## Problem to work on
Copy the lines from the first one through the line containing "pixel 117 106", both included, and leave the pictures out of your answer.
= = =
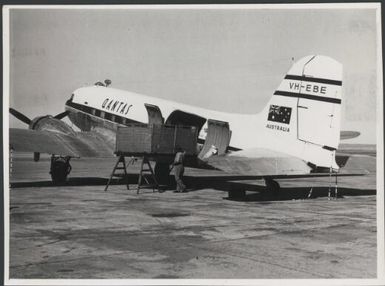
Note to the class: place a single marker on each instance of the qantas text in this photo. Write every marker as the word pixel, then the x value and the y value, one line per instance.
pixel 277 127
pixel 117 106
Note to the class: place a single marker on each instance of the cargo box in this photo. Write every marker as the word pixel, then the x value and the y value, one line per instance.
pixel 155 139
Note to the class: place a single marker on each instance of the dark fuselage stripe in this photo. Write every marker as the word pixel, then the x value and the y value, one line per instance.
pixel 314 79
pixel 107 115
pixel 308 96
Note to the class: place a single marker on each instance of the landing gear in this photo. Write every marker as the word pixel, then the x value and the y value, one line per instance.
pixel 162 172
pixel 272 186
pixel 60 168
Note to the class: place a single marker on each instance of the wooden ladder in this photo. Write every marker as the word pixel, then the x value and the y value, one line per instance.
pixel 143 176
pixel 121 160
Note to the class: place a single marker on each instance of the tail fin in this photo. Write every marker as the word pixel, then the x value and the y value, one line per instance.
pixel 304 114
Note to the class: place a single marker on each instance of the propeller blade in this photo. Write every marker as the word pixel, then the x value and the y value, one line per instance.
pixel 20 116
pixel 61 115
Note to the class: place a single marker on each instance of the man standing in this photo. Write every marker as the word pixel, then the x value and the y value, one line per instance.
pixel 179 170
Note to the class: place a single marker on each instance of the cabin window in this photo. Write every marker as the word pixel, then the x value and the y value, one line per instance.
pixel 118 119
pixel 108 116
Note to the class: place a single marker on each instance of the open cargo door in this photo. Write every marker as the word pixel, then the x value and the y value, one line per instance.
pixel 217 139
pixel 154 114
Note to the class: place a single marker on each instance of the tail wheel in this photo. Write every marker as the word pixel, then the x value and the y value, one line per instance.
pixel 60 168
pixel 272 186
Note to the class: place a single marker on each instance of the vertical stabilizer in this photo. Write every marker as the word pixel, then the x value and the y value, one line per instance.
pixel 304 114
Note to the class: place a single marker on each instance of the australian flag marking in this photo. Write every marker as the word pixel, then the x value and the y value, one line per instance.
pixel 279 114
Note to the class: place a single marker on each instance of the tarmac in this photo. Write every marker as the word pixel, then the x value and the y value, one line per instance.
pixel 79 231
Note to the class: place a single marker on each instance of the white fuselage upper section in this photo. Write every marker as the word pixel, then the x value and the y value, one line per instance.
pixel 131 105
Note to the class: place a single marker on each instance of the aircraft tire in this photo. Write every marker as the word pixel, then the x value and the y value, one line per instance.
pixel 272 186
pixel 60 168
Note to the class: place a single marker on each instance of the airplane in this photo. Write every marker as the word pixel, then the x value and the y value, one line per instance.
pixel 297 133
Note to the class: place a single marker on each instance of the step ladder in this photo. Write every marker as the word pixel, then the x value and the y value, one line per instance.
pixel 120 166
pixel 147 175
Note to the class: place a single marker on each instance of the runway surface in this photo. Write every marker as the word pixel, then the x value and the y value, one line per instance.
pixel 80 231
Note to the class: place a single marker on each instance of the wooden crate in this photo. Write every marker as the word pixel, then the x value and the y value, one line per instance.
pixel 156 139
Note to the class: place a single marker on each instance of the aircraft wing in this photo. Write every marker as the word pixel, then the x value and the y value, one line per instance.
pixel 84 144
pixel 267 163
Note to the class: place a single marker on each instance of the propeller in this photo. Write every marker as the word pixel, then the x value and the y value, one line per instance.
pixel 25 119
pixel 20 116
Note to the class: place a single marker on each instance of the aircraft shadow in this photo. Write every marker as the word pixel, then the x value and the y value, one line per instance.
pixel 260 193
pixel 220 183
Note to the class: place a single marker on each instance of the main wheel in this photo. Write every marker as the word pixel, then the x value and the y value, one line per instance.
pixel 60 168
pixel 272 186
pixel 162 172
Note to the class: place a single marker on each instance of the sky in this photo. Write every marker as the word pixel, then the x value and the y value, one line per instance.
pixel 223 59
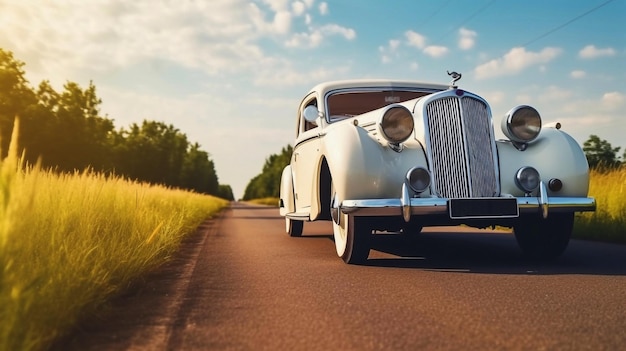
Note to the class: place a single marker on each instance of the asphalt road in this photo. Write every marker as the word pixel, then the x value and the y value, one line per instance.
pixel 242 284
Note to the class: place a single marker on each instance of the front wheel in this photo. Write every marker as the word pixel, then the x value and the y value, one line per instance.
pixel 293 228
pixel 352 239
pixel 544 239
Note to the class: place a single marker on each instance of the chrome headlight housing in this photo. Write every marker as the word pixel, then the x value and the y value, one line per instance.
pixel 396 124
pixel 522 124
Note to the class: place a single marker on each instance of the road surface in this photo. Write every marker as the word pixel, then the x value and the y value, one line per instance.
pixel 241 283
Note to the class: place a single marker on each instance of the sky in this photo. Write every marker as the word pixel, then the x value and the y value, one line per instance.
pixel 230 74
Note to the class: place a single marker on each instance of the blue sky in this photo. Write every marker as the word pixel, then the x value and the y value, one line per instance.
pixel 230 73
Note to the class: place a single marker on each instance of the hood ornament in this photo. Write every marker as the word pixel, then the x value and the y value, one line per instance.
pixel 455 77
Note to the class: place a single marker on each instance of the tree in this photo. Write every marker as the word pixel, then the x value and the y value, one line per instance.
pixel 16 96
pixel 226 192
pixel 600 153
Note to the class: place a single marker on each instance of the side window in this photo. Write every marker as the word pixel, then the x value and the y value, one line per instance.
pixel 303 124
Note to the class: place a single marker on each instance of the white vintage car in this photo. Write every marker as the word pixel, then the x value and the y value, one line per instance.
pixel 396 156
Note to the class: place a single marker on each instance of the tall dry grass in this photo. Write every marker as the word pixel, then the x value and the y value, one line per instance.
pixel 69 242
pixel 608 222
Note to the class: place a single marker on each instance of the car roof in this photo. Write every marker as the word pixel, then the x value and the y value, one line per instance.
pixel 376 83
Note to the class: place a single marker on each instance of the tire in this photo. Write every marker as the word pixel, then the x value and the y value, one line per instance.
pixel 352 237
pixel 293 228
pixel 544 239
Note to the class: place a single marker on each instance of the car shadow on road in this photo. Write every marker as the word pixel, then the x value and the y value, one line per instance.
pixel 490 252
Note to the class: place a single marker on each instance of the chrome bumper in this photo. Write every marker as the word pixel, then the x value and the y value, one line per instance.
pixel 407 206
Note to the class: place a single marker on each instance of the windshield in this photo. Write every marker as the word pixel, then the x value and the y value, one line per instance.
pixel 347 104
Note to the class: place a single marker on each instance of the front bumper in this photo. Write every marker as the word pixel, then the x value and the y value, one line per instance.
pixel 408 206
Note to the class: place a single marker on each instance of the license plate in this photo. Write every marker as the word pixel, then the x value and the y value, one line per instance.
pixel 483 208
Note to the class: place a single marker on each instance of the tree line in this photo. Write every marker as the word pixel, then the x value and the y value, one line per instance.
pixel 601 155
pixel 65 132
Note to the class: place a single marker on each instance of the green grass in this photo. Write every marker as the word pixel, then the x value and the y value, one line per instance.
pixel 68 243
pixel 608 222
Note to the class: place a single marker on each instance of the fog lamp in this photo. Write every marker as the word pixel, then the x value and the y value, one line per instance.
pixel 555 184
pixel 527 179
pixel 418 179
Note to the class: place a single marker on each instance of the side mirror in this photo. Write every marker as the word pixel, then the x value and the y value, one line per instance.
pixel 311 113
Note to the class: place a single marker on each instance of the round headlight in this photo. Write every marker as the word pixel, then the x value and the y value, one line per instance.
pixel 418 179
pixel 522 124
pixel 396 124
pixel 527 179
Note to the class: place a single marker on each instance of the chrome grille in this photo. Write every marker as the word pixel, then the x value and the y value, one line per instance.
pixel 461 148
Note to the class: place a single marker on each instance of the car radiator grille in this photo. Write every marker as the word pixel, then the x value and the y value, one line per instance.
pixel 460 144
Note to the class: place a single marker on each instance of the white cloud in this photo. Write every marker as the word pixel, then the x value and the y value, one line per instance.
= = =
## Output of the task
Note to the class: place a single marker on each instance of the qantas text in this photo. Write every marker as the word pixel, then the x value and the y value, one line per instance.
pixel 277 127
pixel 117 106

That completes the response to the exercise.